__SUPPLIED PASSAGE__
[Begin]

Hi, right now I am having a problem with a Motor S125 1T/2BB witch I am controlling with a Maestro Servo Controller.
I want to specify the range for the position of the servo, in other words that the servo move between 0 and 360 degrees. But
instead the motor is moving forward and continuous. How can I configure the program to servos?

Thank you

The servo is not made for continuous rotation, and it rotating continuously is a sign that you are asking it to go beyond its limit, which could cause it to be destroyed. The standard 1-2 ms range should get you close to the full turn, and you can gradually expand the range while keeping it centered at 1.5 ms to get to exactly one rotation of range.

By the way, you should direct questions like these to our forums or to more direct tech support.

- Jan
So I wanted to understand what the motivation for continuous turn servos are? Why not just buy a properly geared motor rather than hacking a motor? From the way you described, you are removing the potentiometer from the control loop and therfore its simply a open-loop control. I'd be surprised if there weren't cheap options for motor+gearhead
The main motivation is cheap, relatively easy control: you can use just a single I/O line on a microcontroller, and you don't have to deal with any power electronics to drive the motor. If you want a motor controller that is more than just an H-bridge that you might have to do a lot of work with, it's difficult to get that and the motor and gearbox for the ~$10 of a cheap servo.

[End]

__DATA PROVIDED__
[Begin]

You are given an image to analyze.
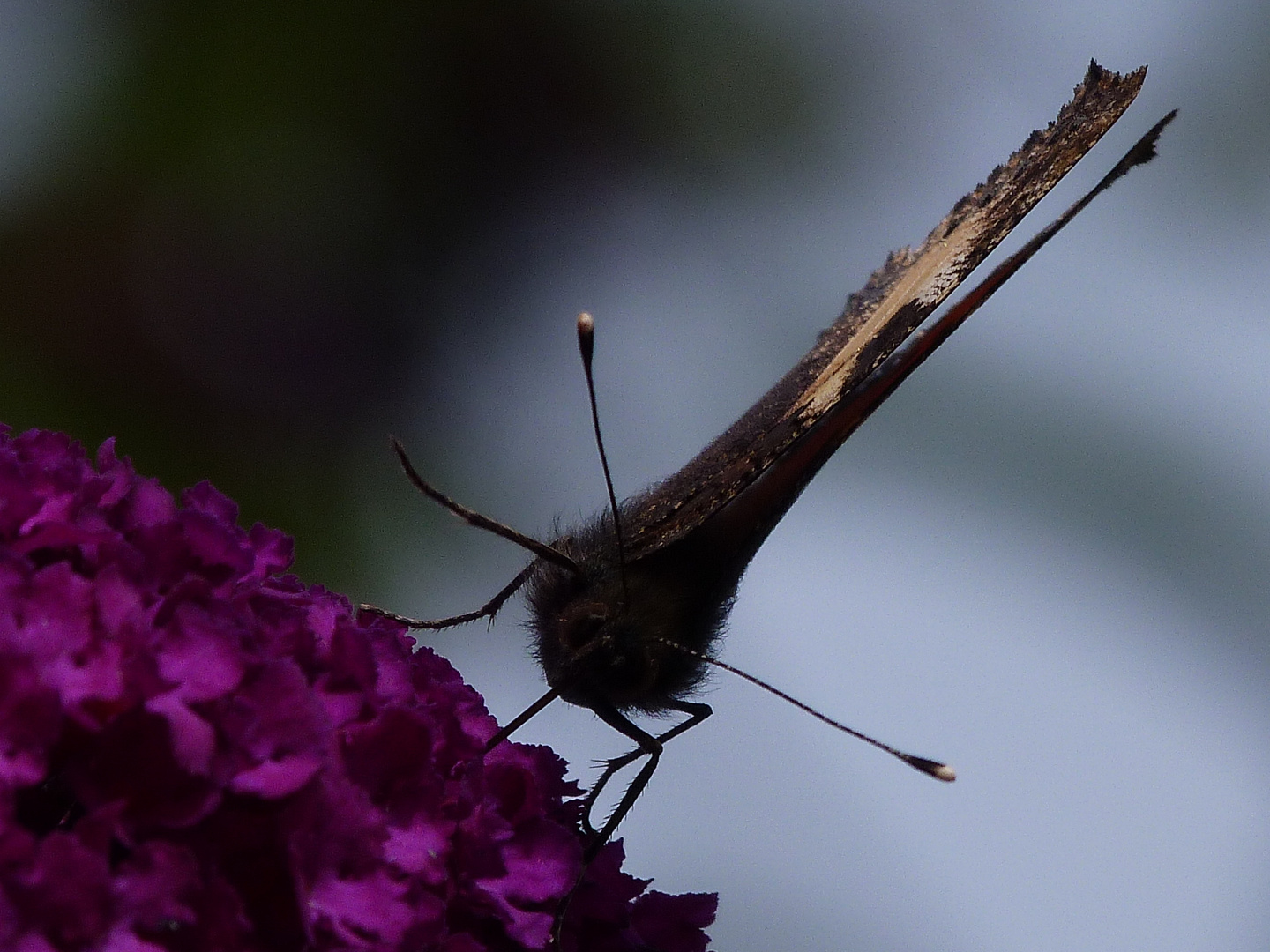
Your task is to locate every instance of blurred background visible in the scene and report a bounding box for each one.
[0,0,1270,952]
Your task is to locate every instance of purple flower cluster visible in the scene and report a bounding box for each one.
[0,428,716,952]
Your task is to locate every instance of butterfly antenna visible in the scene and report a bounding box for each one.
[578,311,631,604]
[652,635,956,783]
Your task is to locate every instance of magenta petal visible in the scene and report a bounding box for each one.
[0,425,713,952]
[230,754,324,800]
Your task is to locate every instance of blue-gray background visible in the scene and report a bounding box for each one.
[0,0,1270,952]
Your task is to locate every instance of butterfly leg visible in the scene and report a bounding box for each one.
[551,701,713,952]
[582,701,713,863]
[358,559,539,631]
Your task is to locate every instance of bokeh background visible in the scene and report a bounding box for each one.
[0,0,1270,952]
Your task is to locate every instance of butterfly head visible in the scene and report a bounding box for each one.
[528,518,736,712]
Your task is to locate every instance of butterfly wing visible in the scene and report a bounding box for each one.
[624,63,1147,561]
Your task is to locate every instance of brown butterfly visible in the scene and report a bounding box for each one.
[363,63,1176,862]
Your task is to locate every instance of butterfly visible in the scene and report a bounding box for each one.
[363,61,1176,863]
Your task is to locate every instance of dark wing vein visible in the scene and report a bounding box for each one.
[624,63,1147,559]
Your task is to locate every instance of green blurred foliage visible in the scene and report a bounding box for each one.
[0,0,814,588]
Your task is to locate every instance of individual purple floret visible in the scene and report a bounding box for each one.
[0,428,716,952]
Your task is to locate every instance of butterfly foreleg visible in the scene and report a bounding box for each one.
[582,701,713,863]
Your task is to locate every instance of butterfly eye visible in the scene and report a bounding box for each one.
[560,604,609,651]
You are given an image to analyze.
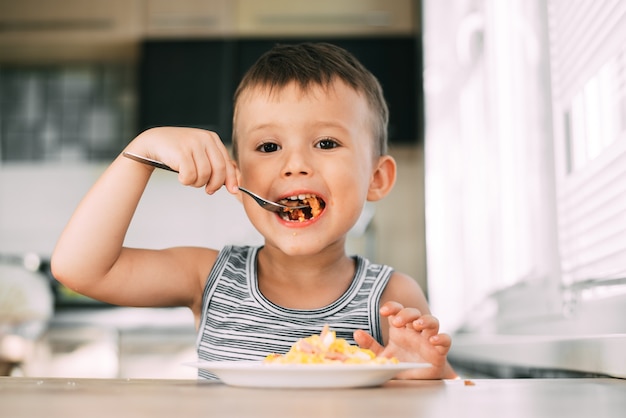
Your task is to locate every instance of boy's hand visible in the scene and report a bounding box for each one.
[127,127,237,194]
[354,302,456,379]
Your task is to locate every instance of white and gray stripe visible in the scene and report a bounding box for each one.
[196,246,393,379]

[End]
[Begin]

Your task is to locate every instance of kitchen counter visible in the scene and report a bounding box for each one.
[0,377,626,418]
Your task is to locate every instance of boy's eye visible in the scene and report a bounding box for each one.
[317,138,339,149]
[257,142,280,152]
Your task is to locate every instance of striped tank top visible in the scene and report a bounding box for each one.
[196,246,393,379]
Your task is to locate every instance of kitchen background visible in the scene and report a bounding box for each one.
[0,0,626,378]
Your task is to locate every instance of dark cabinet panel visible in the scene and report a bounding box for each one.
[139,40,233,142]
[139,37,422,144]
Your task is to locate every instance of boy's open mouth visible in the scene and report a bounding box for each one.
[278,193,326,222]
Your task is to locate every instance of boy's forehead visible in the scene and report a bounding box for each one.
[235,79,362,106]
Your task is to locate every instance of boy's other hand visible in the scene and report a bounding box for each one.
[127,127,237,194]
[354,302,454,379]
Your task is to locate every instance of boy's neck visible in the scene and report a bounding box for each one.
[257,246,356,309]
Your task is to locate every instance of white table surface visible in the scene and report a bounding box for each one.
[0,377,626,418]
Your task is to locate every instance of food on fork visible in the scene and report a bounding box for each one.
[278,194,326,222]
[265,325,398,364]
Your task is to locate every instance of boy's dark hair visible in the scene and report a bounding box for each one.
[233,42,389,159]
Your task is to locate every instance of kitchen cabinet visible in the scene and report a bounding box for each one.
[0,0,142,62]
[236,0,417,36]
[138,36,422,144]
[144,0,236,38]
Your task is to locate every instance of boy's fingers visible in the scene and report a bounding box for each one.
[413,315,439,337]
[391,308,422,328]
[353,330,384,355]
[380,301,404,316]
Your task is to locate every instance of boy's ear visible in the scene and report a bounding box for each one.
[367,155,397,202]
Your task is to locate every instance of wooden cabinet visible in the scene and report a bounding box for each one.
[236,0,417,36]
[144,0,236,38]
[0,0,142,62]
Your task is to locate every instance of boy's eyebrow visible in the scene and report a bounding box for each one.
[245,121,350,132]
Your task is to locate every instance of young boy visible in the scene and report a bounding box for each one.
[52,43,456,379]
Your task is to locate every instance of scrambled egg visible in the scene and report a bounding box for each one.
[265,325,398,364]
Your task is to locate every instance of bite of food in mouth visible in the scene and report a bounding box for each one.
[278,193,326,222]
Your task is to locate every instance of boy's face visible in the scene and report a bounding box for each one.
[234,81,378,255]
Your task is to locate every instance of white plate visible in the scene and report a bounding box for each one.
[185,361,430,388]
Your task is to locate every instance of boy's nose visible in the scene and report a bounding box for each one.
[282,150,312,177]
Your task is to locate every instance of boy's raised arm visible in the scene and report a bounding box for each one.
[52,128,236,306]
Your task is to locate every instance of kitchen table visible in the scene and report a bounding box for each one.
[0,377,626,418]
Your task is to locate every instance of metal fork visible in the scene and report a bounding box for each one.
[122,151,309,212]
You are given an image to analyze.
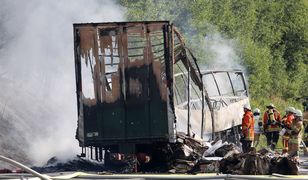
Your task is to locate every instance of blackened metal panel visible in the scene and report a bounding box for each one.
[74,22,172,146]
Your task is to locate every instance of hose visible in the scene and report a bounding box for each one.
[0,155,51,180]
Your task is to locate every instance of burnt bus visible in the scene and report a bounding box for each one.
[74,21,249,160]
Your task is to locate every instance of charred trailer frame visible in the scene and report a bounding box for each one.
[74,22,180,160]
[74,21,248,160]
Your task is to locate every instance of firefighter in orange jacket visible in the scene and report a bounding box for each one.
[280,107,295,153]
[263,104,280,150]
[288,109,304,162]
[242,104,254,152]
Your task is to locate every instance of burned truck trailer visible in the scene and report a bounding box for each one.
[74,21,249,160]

[End]

__SET PROBLEM A__
In the servo thread, at what pulse width should the range stay centered while it is gradually expanded?
__SET PROBLEM B__
Repeat the servo thread word for word, everything from "Hi, right now" down to "direct tech support.".

__ANSWER A__
1.5 ms

__ANSWER B__
Hi, right now I am having a problem with a Motor S125 1T/2BB witch I am controlling with a Maestro Servo Controller.
I want to specify the range for the position of the servo, in other words that the servo move between 0 and 360 degrees. But
instead the motor is moving forward and continuous. How can I configure the program to servos?

Thank you

The servo is not made for continuous rotation, and it rotating continuously is a sign that you are asking it to go beyond its limit, which could cause it to be destroyed. The standard 1-2 ms range should get you close to the full turn, and you can gradually expand the range while keeping it centered at 1.5 ms to get to exactly one rotation of range.

By the way, you should direct questions like these to our forums or to more direct tech support.